**Instructions to follow:** Format the lines starting at the one that contains "Would you please pick out the boat" and ending at the last line of the rows as a Markdown table with the columns No. and Text, numbering each line and leaving out blank lines.

◇ ◇ ◇ ◇ ◇ ◇ ◇

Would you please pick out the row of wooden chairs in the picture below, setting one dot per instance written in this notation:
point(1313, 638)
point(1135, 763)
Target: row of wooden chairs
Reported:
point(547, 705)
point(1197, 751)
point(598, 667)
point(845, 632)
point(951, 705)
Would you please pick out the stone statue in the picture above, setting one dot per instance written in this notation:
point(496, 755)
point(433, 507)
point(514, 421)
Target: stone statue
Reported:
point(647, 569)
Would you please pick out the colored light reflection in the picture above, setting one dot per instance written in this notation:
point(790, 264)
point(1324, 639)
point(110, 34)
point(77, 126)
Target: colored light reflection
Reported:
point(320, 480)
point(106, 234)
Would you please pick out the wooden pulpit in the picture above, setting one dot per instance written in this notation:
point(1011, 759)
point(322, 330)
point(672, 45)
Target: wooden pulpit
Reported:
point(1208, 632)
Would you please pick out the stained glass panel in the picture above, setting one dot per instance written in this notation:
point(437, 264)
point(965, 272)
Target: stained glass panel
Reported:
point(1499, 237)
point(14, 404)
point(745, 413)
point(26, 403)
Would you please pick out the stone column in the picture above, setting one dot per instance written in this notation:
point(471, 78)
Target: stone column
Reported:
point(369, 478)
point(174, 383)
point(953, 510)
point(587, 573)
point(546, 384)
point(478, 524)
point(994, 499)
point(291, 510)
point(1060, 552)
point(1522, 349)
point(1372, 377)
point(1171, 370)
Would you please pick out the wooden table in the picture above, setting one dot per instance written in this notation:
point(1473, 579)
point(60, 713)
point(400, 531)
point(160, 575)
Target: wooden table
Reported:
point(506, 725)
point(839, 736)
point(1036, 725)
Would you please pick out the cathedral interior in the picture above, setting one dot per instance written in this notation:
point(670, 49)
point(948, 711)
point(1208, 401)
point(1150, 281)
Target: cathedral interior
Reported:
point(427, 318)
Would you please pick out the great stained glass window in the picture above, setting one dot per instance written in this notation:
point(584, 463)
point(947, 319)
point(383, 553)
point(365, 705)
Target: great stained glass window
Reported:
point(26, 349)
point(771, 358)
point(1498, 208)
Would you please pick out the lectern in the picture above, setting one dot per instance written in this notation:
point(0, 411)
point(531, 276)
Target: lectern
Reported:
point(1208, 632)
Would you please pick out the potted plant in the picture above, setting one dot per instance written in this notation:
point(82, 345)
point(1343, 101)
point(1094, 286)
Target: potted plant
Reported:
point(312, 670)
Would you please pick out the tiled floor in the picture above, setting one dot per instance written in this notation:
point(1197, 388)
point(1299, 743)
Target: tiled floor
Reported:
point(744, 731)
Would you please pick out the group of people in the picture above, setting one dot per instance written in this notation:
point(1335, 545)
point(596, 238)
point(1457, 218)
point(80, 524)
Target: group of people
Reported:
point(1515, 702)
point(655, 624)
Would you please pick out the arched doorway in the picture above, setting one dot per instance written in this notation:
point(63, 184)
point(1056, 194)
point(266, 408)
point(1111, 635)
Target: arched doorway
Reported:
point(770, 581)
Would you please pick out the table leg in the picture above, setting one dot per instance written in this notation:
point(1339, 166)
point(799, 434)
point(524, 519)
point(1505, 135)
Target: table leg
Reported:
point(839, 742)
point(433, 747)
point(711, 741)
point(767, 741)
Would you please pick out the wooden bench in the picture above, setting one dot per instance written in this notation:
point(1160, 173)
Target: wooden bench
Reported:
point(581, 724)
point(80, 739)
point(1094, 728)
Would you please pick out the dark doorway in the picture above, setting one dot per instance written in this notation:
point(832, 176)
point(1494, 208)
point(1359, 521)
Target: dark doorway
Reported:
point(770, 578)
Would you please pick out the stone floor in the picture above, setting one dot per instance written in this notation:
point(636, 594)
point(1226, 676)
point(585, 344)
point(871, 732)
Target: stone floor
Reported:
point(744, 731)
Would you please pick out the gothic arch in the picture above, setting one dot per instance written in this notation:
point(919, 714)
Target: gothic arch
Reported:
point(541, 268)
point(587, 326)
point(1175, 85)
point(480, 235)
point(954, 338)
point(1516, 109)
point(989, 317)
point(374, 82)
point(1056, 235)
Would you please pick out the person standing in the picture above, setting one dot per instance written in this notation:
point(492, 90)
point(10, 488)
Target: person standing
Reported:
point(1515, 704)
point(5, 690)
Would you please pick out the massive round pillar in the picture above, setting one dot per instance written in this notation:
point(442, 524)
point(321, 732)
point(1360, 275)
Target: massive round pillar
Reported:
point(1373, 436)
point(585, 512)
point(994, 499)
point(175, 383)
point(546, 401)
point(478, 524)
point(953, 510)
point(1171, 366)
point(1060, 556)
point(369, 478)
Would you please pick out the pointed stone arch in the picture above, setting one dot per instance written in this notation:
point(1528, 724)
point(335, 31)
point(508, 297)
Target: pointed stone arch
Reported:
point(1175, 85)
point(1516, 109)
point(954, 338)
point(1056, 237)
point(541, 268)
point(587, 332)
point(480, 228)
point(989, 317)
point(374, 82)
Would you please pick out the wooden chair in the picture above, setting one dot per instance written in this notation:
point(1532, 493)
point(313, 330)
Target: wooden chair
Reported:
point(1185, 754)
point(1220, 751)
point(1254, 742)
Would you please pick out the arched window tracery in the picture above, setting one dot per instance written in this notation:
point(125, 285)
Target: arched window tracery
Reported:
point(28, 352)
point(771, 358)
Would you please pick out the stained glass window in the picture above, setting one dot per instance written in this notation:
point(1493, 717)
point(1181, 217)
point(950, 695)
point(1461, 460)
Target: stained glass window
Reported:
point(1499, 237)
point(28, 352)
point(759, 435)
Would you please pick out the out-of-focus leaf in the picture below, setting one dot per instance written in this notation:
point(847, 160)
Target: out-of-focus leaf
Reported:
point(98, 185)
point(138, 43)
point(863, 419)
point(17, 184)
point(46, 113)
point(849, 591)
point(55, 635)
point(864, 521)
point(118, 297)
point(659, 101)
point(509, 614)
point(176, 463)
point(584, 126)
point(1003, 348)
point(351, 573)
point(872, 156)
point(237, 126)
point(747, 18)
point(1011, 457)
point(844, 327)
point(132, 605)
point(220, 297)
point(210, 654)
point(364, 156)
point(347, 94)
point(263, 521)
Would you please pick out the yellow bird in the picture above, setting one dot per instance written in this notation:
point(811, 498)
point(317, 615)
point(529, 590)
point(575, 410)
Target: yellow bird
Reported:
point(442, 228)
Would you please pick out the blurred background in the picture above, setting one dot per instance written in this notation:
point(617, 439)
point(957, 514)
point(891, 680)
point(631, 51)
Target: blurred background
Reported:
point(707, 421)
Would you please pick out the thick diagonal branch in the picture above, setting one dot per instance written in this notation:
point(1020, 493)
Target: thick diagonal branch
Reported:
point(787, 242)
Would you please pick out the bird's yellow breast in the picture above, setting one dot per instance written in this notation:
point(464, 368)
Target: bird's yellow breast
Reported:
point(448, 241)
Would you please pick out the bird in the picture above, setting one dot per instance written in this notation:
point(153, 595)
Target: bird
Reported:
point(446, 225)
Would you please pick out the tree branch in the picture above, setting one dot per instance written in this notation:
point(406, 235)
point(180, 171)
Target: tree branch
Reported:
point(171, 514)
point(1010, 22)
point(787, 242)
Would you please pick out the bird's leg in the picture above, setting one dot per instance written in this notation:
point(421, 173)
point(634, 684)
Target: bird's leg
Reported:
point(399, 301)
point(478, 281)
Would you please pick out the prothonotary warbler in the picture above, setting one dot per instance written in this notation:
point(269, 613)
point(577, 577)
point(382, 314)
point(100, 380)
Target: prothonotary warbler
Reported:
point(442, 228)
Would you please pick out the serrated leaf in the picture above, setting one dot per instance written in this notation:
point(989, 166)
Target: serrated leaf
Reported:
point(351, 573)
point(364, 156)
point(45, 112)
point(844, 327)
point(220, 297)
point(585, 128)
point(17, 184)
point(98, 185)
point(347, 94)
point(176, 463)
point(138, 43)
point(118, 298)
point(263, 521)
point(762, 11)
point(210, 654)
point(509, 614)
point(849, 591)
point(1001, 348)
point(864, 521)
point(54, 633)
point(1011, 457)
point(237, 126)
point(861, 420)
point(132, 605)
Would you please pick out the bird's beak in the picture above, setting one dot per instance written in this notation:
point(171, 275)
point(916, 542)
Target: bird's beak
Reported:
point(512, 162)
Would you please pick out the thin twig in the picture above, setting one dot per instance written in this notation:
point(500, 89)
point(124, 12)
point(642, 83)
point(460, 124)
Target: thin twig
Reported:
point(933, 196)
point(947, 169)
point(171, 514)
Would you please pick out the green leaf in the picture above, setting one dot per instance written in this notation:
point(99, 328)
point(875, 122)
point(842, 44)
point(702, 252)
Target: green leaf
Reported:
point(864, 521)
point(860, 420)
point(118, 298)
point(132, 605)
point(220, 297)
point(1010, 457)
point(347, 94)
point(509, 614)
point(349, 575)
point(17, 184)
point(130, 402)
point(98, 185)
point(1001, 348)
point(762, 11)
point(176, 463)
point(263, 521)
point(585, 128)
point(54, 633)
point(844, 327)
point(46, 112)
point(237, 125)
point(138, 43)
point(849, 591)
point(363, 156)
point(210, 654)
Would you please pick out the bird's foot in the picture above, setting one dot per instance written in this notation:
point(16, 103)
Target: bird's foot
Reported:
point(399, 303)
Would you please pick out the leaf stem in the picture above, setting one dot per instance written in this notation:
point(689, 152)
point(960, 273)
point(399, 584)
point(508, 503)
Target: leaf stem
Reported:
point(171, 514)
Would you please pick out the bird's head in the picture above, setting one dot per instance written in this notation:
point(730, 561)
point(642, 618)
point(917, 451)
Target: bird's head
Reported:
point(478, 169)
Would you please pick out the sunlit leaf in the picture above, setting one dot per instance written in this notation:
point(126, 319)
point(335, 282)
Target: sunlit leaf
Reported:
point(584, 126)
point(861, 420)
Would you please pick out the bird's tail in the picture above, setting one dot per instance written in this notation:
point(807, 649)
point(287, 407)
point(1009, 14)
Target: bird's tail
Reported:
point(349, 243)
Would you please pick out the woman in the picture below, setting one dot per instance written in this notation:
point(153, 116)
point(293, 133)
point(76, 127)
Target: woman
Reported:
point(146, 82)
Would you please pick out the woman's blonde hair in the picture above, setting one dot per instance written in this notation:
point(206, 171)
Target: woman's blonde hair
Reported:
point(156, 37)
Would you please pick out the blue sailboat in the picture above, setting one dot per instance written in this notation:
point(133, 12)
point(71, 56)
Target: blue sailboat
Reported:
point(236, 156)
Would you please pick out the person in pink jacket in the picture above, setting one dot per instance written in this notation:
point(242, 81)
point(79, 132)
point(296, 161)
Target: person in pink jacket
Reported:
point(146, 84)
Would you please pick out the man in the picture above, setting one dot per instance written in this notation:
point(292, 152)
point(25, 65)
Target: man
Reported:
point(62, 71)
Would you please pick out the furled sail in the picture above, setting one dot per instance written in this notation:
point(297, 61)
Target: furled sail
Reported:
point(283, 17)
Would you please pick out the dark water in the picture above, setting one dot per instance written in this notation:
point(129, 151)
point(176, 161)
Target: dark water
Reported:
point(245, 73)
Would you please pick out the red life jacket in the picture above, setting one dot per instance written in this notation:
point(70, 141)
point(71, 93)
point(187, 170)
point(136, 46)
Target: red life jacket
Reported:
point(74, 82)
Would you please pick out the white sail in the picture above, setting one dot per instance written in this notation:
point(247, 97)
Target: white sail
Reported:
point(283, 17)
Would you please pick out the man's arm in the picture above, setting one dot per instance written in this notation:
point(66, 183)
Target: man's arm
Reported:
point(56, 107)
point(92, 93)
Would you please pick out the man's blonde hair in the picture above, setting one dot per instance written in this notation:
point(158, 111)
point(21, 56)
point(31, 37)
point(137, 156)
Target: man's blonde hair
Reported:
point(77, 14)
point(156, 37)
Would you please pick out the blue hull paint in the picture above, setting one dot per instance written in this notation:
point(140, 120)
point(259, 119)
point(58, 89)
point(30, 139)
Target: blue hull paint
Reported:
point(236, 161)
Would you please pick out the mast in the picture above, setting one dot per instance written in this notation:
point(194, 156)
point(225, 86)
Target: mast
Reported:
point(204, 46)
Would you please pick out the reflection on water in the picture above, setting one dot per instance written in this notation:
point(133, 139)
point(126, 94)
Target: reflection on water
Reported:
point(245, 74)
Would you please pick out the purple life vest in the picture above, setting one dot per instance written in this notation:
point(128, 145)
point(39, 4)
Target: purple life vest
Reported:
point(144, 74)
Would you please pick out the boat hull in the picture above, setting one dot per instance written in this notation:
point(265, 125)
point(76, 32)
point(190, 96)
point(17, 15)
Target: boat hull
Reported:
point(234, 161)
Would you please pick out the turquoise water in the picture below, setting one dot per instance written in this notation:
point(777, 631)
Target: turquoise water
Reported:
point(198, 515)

◇ ◇ ◇ ◇ ◇ ◇ ◇

**Reply to the task:**
| No. | Text |
|---|---|
| 1 | Would you please pick out the boat hull in the picture above, setting one dot per instance written in this notation: |
| 2 | point(265, 125) |
| 3 | point(76, 32) |
| 4 | point(190, 96) |
| 5 | point(17, 15) |
| 6 | Target: boat hull |
| 7 | Reported: |
| 8 | point(234, 161) |
| 9 | Would you please pick out the turquoise water in the picture below, setting one dot per instance written in this notation: |
| 10 | point(777, 631) |
| 11 | Target: turquoise water |
| 12 | Reported: |
| 13 | point(198, 515) |